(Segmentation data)
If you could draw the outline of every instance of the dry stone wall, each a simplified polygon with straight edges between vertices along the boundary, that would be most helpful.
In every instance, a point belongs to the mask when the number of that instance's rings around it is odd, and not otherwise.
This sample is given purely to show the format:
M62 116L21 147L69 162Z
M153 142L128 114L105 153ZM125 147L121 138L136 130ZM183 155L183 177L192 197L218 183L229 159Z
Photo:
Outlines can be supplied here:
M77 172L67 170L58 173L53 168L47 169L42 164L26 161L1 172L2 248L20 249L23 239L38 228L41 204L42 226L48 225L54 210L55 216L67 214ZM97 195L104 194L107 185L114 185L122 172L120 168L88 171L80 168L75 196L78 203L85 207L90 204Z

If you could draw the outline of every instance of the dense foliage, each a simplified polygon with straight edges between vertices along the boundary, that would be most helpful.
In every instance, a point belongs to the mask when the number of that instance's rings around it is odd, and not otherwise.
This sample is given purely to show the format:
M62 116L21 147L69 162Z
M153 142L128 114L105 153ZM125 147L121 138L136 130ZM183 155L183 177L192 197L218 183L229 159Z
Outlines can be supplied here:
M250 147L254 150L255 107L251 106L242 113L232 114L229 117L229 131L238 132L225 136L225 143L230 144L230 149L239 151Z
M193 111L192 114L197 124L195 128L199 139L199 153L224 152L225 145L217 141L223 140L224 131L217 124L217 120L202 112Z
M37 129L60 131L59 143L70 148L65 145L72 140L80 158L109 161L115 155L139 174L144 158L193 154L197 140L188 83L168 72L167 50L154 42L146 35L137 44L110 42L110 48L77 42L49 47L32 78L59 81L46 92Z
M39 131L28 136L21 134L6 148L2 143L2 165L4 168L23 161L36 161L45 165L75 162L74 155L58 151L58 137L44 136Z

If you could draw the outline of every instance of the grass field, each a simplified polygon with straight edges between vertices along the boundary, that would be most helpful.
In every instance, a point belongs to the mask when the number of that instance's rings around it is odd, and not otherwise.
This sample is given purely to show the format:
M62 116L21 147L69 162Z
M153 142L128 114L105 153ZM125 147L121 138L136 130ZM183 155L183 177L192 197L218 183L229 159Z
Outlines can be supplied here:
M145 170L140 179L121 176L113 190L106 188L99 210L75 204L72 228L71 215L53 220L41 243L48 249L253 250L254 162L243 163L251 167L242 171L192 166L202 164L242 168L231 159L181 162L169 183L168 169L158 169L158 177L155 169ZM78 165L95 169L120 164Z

## Task goal
Please format the segmentation data above as a JSON list of strings, one string per line, leaving out blank lines.

## Result of the task
[
  "If you could draw the outline of every instance of the dry stone wall, each a simplified polygon with straight edges between vertices along the boundary, that would be most helpful.",
  "In every instance, a point belongs to the mask when the number of that instance's rings around it is odd, and not otherwise.",
  "This sample is given purely to show the format:",
  "M62 116L21 147L69 162Z",
  "M153 142L128 114L105 153ZM125 147L121 138L136 130ZM183 155L183 177L192 197L218 183L229 159Z",
  "Photo:",
  "Outlines can be supplied here:",
  "M77 172L67 170L58 173L53 168L47 169L42 164L26 161L1 172L2 248L20 249L23 239L38 228L41 204L42 226L48 225L54 210L55 216L67 214ZM97 195L104 194L107 185L114 185L122 172L120 168L88 171L80 168L75 196L78 203L85 207L90 204Z",
  "If you could draw the outline of every instance of the dense foliage, each a simplified polygon with straight edges between vertices along the boundary, that would be most helpful.",
  "In every instance, a point belongs to the mask when the number of that instance's rings around it is odd, and not otherwise.",
  "This sample is given purely to show the format:",
  "M62 116L21 147L69 162Z",
  "M153 142L128 114L105 153ZM125 147L121 138L136 130ZM183 155L183 177L192 197L218 183L229 159Z",
  "Outlines can be supplied here:",
  "M250 147L254 150L255 107L251 106L242 113L232 114L229 117L229 131L238 132L225 136L225 143L230 144L230 149L239 151Z",
  "M193 111L192 114L197 124L195 128L199 139L199 153L224 152L225 145L217 141L223 140L224 131L217 124L217 120L202 112Z",
  "M37 129L60 131L59 143L70 148L65 145L72 140L80 158L109 161L115 155L139 174L144 158L193 154L197 140L188 83L168 72L167 50L154 42L146 35L137 44L110 42L110 48L77 42L49 47L32 78L59 81L46 92Z",
  "M39 131L28 136L21 134L6 148L2 143L2 165L4 168L23 161L36 161L45 165L75 162L74 155L58 151L58 137L44 136Z",
  "If you could draw the outline of every instance of the grass field, each a simplified polygon with straight edges between vertices along the boundary, that would be most helpful.",
  "In every instance, a point belongs to the mask when the number of that instance's rings around it is odd, and not otherwise.",
  "This sample is given purely to show the format:",
  "M62 116L21 147L69 162Z",
  "M153 142L128 114L105 153ZM125 147L121 138L136 130ZM183 155L183 177L192 197L218 183L229 159Z",
  "Outlines can be supplied here:",
  "M145 170L140 179L121 176L113 190L106 188L99 210L75 204L72 228L71 215L53 220L41 243L48 249L253 250L254 162L243 163L251 167L242 171L192 166L202 164L242 168L231 159L181 162L169 183L168 169L158 169L158 177L155 169ZM78 165L95 169L120 164Z"
]